__ACTION ITEM__
Report back each line of the data that contains the word "green".

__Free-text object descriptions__
== Segment start ==

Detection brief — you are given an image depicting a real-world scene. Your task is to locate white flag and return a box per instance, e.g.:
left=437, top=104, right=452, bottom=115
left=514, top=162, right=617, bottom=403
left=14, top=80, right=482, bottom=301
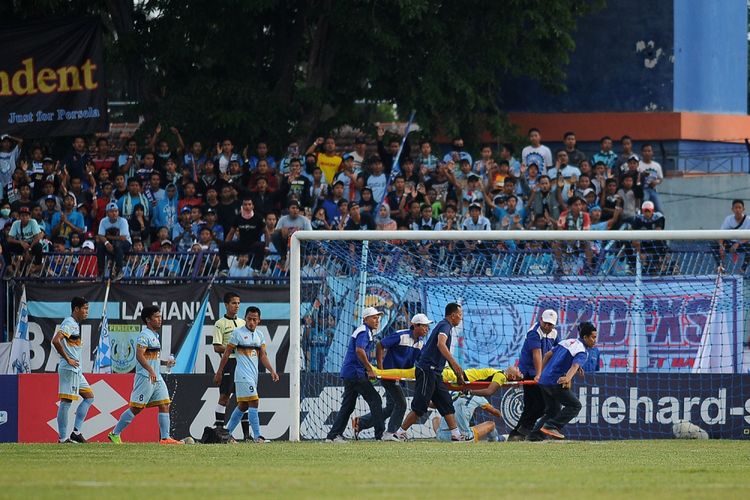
left=693, top=275, right=734, bottom=374
left=5, top=286, right=31, bottom=374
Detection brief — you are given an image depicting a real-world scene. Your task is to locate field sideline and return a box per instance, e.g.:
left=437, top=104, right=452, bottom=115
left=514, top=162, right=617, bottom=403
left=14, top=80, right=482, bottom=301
left=2, top=441, right=749, bottom=499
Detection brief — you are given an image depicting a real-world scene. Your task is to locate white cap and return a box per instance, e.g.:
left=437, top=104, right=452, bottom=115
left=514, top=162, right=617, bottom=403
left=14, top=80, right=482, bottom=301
left=541, top=309, right=558, bottom=326
left=362, top=307, right=384, bottom=319
left=82, top=240, right=95, bottom=250
left=410, top=313, right=433, bottom=325
left=641, top=200, right=655, bottom=211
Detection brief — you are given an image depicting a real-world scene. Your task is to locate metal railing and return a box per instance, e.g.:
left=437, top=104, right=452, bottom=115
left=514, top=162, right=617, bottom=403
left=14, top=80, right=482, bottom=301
left=2, top=240, right=741, bottom=283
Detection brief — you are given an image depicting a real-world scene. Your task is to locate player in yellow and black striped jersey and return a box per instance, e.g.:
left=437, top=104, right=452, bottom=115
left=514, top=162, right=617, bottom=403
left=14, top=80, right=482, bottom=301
left=212, top=292, right=248, bottom=437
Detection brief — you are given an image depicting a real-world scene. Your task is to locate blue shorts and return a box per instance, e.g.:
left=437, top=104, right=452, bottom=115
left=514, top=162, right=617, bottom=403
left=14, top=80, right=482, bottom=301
left=235, top=381, right=259, bottom=402
left=436, top=427, right=475, bottom=442
left=58, top=369, right=92, bottom=400
left=129, top=374, right=170, bottom=408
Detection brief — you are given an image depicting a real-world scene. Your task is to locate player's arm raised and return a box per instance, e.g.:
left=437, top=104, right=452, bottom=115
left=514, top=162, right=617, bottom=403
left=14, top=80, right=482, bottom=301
left=214, top=344, right=235, bottom=385
left=259, top=344, right=279, bottom=382
left=438, top=334, right=464, bottom=385
left=135, top=345, right=157, bottom=383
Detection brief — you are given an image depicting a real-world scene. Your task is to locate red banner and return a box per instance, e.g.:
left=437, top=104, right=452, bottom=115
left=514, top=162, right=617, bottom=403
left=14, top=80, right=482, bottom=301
left=18, top=374, right=159, bottom=443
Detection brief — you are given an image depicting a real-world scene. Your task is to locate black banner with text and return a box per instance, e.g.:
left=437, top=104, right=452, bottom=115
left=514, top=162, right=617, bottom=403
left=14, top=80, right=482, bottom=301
left=0, top=18, right=108, bottom=136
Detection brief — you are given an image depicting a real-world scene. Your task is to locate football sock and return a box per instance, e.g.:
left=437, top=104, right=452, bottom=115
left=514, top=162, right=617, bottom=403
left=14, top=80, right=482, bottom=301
left=113, top=408, right=135, bottom=435
left=158, top=413, right=170, bottom=440
left=226, top=407, right=245, bottom=434
left=241, top=413, right=250, bottom=440
left=214, top=404, right=226, bottom=427
left=247, top=407, right=260, bottom=439
left=74, top=397, right=94, bottom=434
left=57, top=401, right=71, bottom=441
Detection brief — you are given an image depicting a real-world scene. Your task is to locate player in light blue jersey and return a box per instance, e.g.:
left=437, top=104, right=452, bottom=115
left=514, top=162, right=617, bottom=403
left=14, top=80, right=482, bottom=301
left=214, top=306, right=279, bottom=443
left=108, top=305, right=181, bottom=444
left=51, top=297, right=94, bottom=443
left=433, top=393, right=502, bottom=442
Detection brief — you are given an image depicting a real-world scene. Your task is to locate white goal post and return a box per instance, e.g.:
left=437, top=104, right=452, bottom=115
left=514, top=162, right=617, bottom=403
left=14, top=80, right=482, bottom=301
left=288, top=229, right=750, bottom=441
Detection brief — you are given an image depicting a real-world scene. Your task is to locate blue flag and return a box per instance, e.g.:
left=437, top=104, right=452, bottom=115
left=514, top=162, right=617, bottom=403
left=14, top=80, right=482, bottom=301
left=173, top=291, right=210, bottom=374
left=94, top=312, right=112, bottom=373
left=5, top=286, right=30, bottom=374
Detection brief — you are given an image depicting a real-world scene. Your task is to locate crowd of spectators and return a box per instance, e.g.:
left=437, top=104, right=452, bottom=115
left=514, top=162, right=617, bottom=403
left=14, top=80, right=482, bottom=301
left=0, top=124, right=670, bottom=279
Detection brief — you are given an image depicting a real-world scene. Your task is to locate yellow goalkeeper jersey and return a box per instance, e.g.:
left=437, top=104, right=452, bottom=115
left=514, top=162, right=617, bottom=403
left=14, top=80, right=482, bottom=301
left=213, top=316, right=245, bottom=359
left=442, top=367, right=507, bottom=386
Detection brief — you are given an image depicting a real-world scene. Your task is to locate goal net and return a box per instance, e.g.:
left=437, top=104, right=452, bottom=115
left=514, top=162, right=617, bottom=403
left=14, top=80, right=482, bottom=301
left=289, top=230, right=750, bottom=441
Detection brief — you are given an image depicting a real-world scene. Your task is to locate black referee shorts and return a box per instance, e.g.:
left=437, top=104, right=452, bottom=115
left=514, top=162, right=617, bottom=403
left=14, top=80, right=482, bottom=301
left=219, top=358, right=237, bottom=396
left=411, top=366, right=454, bottom=417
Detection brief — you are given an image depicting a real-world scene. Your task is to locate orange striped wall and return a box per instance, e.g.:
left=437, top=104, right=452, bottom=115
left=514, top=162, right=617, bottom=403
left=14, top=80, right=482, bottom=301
left=505, top=112, right=750, bottom=143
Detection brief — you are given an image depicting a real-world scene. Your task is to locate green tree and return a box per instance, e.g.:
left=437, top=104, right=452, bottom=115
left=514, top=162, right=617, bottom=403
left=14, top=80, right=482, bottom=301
left=3, top=1, right=599, bottom=149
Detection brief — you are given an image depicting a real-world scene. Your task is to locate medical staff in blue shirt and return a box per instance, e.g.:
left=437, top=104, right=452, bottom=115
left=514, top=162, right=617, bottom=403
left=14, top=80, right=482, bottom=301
left=394, top=303, right=467, bottom=442
left=509, top=309, right=559, bottom=441
left=325, top=307, right=385, bottom=442
left=354, top=313, right=430, bottom=440
left=537, top=322, right=597, bottom=440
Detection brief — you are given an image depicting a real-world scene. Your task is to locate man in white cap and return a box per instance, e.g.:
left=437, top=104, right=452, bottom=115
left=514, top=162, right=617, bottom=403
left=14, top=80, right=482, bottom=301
left=508, top=308, right=559, bottom=441
left=325, top=307, right=385, bottom=442
left=631, top=200, right=666, bottom=275
left=96, top=201, right=132, bottom=279
left=353, top=313, right=431, bottom=441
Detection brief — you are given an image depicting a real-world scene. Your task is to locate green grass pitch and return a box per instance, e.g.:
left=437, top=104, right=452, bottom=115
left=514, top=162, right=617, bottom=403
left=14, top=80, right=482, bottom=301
left=2, top=441, right=749, bottom=499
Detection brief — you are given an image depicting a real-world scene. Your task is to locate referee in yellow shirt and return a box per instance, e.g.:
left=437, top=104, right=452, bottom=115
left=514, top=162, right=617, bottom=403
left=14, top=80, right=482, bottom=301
left=212, top=292, right=250, bottom=440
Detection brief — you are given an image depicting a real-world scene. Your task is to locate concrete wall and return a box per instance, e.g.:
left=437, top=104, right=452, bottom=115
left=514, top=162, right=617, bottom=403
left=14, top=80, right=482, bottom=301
left=660, top=174, right=750, bottom=229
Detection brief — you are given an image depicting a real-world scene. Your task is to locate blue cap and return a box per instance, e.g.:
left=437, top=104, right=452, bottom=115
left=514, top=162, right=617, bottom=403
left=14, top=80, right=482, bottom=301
left=106, top=202, right=118, bottom=211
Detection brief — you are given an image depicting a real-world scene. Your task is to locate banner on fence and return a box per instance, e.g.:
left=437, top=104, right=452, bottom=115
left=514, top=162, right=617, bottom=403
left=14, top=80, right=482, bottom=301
left=421, top=276, right=744, bottom=373
left=0, top=375, right=18, bottom=442
left=7, top=372, right=750, bottom=441
left=17, top=374, right=158, bottom=442
left=16, top=283, right=290, bottom=375
left=0, top=18, right=108, bottom=137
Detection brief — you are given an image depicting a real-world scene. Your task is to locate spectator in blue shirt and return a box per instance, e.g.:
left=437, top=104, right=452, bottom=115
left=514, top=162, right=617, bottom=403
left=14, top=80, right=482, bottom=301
left=354, top=313, right=431, bottom=440
left=537, top=322, right=598, bottom=440
left=509, top=309, right=559, bottom=441
left=394, top=303, right=467, bottom=441
left=325, top=307, right=385, bottom=442
left=152, top=184, right=179, bottom=235
left=50, top=193, right=85, bottom=245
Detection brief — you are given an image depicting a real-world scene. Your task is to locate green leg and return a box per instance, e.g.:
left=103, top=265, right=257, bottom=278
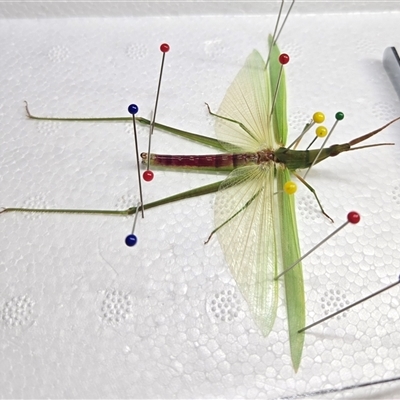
left=293, top=172, right=334, bottom=223
left=204, top=190, right=260, bottom=243
left=204, top=102, right=258, bottom=143
left=24, top=101, right=131, bottom=123
left=1, top=181, right=223, bottom=217
left=24, top=102, right=230, bottom=151
left=137, top=117, right=228, bottom=151
left=15, top=103, right=231, bottom=219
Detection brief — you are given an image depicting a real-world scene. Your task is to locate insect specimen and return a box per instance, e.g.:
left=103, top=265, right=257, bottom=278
left=2, top=36, right=399, bottom=372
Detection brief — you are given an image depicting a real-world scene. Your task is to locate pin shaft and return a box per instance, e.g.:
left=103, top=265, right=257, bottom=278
left=305, top=135, right=317, bottom=150
left=131, top=202, right=142, bottom=235
left=286, top=120, right=314, bottom=150
left=278, top=375, right=400, bottom=399
left=272, top=0, right=295, bottom=46
left=275, top=220, right=349, bottom=280
left=265, top=0, right=285, bottom=69
left=147, top=50, right=167, bottom=171
left=265, top=0, right=295, bottom=68
left=132, top=113, right=144, bottom=218
left=298, top=277, right=400, bottom=333
left=303, top=118, right=339, bottom=179
left=270, top=66, right=284, bottom=117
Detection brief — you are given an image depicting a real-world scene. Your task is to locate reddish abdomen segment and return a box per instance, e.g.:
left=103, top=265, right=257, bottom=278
left=141, top=152, right=258, bottom=171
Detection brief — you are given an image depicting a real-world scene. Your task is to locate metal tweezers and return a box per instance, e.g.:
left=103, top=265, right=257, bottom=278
left=383, top=46, right=400, bottom=101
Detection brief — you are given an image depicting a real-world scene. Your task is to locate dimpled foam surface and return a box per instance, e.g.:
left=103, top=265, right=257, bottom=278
left=1, top=3, right=400, bottom=399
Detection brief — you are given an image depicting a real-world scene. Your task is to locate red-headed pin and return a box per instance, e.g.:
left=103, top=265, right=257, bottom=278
left=143, top=170, right=154, bottom=182
left=145, top=43, right=170, bottom=182
left=160, top=43, right=170, bottom=53
left=270, top=53, right=290, bottom=117
left=275, top=211, right=360, bottom=280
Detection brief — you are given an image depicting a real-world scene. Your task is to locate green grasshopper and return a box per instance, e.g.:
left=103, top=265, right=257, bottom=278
left=1, top=36, right=398, bottom=371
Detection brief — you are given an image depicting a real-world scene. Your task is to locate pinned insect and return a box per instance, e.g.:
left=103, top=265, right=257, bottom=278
left=2, top=33, right=399, bottom=373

== Segment end ==

__ANSWER TO THIS PROBLEM__
Detection brief — you are given an image depicting a real-world scene. Your task is to locate green tree and return a box per instance, e.g.:
Detection brief — you are given an image depicting a real-world scene. Your task is to locate green grass pitch and return a box per instance, e.g.:
Detection brief — you are given an image depicting a real-world scene. Your task is to locate green leg and return a box per instance, e.g.:
Detection brief — you are given an image depicting a real-world scene. Your task is to locate green grasshopper and return a box per instance, e.g.:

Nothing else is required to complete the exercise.